Photo © Vincent Pontet

Bill Viola, Tristan und Isolde

October 18, 2018

Author

newsroom

Photography

Vincent Pontet

A production

Opéra National de Paris

Director: Peter Sellars

Video: Bill Viola

Costumes: Martin Pakledinaz

Lighting: James F. Ingalls

Last September, Opéra national de Paris brought back to the stage its 2005 production of Tristan und Isolde featuring video art by Bill Viola and directed by Peter Sellars.

The production originates from The Tristan Project which dates back to 2004 when Peter Sellars took to the Los Angeles Walt Disney Concert Hall the three acts of the Wagner opera performed in a semi-staged version. Each act was performed on a different evening. The performance was complemented with videos by Bill Viola projected on a screen hanging over the orchestra.

The following year, the project took the form of a complete opera performance, staged at the Opéra Bastille in Paris. The production has had several revivals in the following years and was again on the Paris stage last September. 

Bill Viola, Tristan und Isolde | © Vincent Pontet / Opéra national de Paris
Bill Viola, Tristan und Isolde | © Vincent Pontet / Opéra national de Paris

The set is dominated by Viola’s video art. The images do not illustrate or represent the story directly. They create a world parallel to the stage action with a symbolic function, as inner reflections of human consciousness in the state of surrender to all-consuming love.

• Data records
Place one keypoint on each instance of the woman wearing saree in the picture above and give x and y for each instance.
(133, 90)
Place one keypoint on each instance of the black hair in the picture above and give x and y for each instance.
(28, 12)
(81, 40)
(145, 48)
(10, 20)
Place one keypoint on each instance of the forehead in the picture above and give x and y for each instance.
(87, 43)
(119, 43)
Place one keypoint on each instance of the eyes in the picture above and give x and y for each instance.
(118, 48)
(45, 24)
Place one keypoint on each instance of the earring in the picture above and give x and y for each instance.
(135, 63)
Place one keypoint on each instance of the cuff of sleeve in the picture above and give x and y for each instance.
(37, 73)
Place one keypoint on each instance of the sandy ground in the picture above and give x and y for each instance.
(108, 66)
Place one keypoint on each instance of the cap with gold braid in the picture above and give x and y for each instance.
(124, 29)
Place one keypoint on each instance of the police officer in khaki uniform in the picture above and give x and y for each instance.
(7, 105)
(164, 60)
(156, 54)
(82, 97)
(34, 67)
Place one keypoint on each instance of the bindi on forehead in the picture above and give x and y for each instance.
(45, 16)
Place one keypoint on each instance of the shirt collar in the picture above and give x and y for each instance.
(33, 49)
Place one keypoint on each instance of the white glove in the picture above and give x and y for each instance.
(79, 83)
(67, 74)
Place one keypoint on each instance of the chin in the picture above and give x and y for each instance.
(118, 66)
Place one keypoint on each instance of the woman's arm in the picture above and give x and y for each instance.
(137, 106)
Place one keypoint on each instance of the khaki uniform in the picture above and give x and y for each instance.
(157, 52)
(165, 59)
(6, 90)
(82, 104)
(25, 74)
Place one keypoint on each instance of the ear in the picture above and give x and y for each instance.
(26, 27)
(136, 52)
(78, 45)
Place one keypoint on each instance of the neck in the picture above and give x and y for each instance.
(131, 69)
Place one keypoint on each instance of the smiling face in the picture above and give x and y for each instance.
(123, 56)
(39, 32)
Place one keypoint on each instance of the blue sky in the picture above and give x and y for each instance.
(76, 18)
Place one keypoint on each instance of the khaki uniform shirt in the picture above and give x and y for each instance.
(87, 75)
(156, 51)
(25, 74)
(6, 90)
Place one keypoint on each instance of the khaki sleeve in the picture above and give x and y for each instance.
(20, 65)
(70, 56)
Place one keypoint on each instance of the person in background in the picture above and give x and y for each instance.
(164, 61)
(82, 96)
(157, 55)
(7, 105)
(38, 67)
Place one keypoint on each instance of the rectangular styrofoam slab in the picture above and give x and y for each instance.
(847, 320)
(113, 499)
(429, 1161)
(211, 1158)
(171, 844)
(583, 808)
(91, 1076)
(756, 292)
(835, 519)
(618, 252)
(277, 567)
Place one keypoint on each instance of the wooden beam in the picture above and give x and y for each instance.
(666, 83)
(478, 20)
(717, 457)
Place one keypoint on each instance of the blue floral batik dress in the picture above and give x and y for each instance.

• Request 1
Print the passage of the article on the Paris Tristan und Isolde production starting with "Last September, Opéra" and going on through "over the orchestra.".
• Request 2
Using the article on the Paris Tristan und Isolde production, list each role in the production credits together with the person named for it.

• Output 1
Last September, Opéra national de Paris brought back to the stage its 2005 production of Tristan und Isolde featuring video art by Bill Viola and directed by Peter Sellars.

The production originates from The Tristan Project which dates back to 2004 when Peter Sellars took to the Los Angeles Walt Disney Concert Hall the three acts of the Wagner opera performed in a semi-staged version. Each act was performed on a different evening. The performance was complemented with videos by Bill Viola projected on a screen hanging over the orchestra.

• Output 2
Director: Peter Sellars
Video: Bill Viola
Costumes: Martin Pakledinaz
Lighting: James F. Ingalls